- [Data to process]
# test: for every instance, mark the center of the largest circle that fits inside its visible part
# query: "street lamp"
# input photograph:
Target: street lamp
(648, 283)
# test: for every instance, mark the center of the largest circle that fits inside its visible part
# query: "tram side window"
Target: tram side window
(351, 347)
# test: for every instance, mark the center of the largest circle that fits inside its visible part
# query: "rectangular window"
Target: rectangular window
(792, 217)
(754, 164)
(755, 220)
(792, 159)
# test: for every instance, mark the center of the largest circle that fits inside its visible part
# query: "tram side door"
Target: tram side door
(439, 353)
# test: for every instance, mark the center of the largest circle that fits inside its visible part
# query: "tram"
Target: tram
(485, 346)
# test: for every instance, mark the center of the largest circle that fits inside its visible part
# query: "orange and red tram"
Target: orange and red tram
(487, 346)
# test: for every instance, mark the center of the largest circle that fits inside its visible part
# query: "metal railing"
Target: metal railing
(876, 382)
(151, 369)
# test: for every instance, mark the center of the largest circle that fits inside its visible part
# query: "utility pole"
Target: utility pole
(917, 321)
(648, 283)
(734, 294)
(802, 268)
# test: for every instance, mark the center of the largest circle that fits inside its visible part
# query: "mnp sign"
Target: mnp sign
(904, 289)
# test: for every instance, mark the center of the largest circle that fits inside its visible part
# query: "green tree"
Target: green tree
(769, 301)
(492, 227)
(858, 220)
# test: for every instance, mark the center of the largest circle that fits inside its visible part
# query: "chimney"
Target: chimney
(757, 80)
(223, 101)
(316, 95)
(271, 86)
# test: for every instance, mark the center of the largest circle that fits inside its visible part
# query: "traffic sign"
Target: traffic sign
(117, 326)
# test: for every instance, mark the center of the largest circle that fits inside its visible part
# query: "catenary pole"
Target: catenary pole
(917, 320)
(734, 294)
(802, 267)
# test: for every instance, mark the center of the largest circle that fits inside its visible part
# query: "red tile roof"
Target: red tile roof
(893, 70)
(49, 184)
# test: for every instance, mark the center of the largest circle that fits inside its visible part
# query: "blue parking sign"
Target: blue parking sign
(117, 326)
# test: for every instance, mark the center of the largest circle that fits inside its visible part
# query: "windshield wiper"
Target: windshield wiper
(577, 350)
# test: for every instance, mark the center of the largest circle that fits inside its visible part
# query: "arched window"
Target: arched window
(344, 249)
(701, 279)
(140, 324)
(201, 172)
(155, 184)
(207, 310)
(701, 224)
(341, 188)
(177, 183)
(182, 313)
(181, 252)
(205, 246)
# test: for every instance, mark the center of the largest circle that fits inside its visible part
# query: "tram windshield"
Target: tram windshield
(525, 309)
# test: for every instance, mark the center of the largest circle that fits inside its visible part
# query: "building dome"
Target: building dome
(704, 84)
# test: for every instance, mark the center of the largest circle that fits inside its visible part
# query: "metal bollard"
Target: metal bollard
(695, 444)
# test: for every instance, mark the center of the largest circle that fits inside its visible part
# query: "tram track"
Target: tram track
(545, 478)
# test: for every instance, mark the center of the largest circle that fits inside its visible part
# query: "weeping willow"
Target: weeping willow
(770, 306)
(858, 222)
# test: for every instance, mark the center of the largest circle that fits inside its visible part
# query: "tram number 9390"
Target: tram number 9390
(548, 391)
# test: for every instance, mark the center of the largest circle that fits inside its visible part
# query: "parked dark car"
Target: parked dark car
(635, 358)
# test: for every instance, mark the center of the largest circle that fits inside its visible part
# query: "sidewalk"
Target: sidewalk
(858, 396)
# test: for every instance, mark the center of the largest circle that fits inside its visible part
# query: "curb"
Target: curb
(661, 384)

- [Assignment]
Return the listing above in its exact form.

- [Answer to the problem]
# test: for every instance, mark the center of the largest circle that fits inside its visible part
# query: "street lamp"
# input photograph:
Target: street lamp
(648, 283)
# test: for every instance, mark the center of the largest circle that fits inside its visible part
# query: "tram side window"
Target: tram side window
(351, 347)
# test: for every instance, mark the center of the largest circle that fits inside its visible part
# query: "rectangular window"
Target: rectangular window
(792, 217)
(754, 164)
(755, 220)
(792, 159)
# test: for every instance, mark the center of the largest circle that fits inside its visible part
# query: "tram side door"
Target: tram side door
(439, 353)
# test: for every instance, mark the center of the largest circle that fits inside its visible part
# query: "tram"
Target: tram
(485, 346)
# test: for every instance, mark the center of the largest circle that fits inside its visible part
# query: "orange and red tram"
Target: orange and red tram
(487, 346)
# test: for every instance, mark the center of the largest circle that fits inside its visible part
# query: "metal railing"
Target: metal railing
(876, 382)
(151, 369)
# test: for every instance, mark the center of the largest circle that fits inside its visible part
# query: "utility pole"
Target: utility pole
(917, 321)
(648, 283)
(734, 294)
(802, 268)
# test: for every instance, mark the center of the largest circle that fits inside its visible part
# query: "mnp sign"
Target: mnp sign
(904, 289)
# test: for every instance, mark the center of the largest circle that fits inside its visible part
# query: "green tree"
Target: green tree
(769, 301)
(492, 227)
(858, 220)
# test: for every instance, mark the center of the largest circle that fits inside its visible part
# query: "chimney"
Target: chimney
(757, 80)
(223, 101)
(316, 95)
(271, 86)
# test: for every instance, mark the center of the largest circle that fits inside its visible part
# query: "traffic sign"
Target: traffic sign
(117, 326)
# test: for every instance, mark the center of the largest circle that fits inside its visible part
# query: "catenary pole"
Target: catenary pole
(917, 320)
(734, 294)
(802, 267)
# test: for every instance, mark the center of the largest circle that fits inside its visible part
# query: "red tile roof"
Target: red tile roof
(893, 70)
(49, 184)
# test: for every instance, mark the center of the largest circle that fits inside its visible part
# query: "blue parking sign"
Target: blue parking sign
(117, 326)
# test: for every instance, mark the center of the largest circle that fits inside its visible part
# query: "windshield wiper"
Target: windshield wiper
(577, 350)
# test: for every instance, mark the center of the largest circle that fits inside its visible part
# query: "arched window"
Target: arched window
(344, 249)
(701, 279)
(140, 324)
(201, 172)
(155, 184)
(207, 310)
(701, 224)
(341, 188)
(177, 183)
(182, 313)
(181, 252)
(205, 246)
# test: for every instance, mark the center of the largest circle that fits inside its visible part
# query: "tram windshield"
Target: tram windshield
(525, 309)
# test: for every instance, mark the center of the largest circle that fits inside its visible part
# query: "building dome"
Target: building dome
(704, 84)
# test: for every instance, mark the center of the largest circle that fits inside its visible part
# query: "metal bollard"
Target: metal bollard
(695, 444)
# test: for every instance, mark the center of the largest circle that fits inside its visible part
# query: "tram track"
Target: tram track
(545, 478)
# test: for every instance, mark the center of the largest circle that fits inside its visible part
# query: "weeping willow"
Target: weeping willow
(770, 306)
(858, 222)
# test: for every instance, mark the center of the largest circle that fits inside its visible part
# query: "tram number 9390"
Target: tram number 9390
(548, 391)
# test: for every instance, mark the center of the largest circle that fits inside its visible part
# query: "parked dark car"
Target: parked dark car
(635, 358)
# test: for every instance, mark the center of the largest circle that fits inside its visible part
# query: "sidewalk"
Target: sidewalk
(858, 396)
# test: for every instance, mark the center of the largest circle that fits inside its visible part
# query: "curb"
Target: curb
(661, 384)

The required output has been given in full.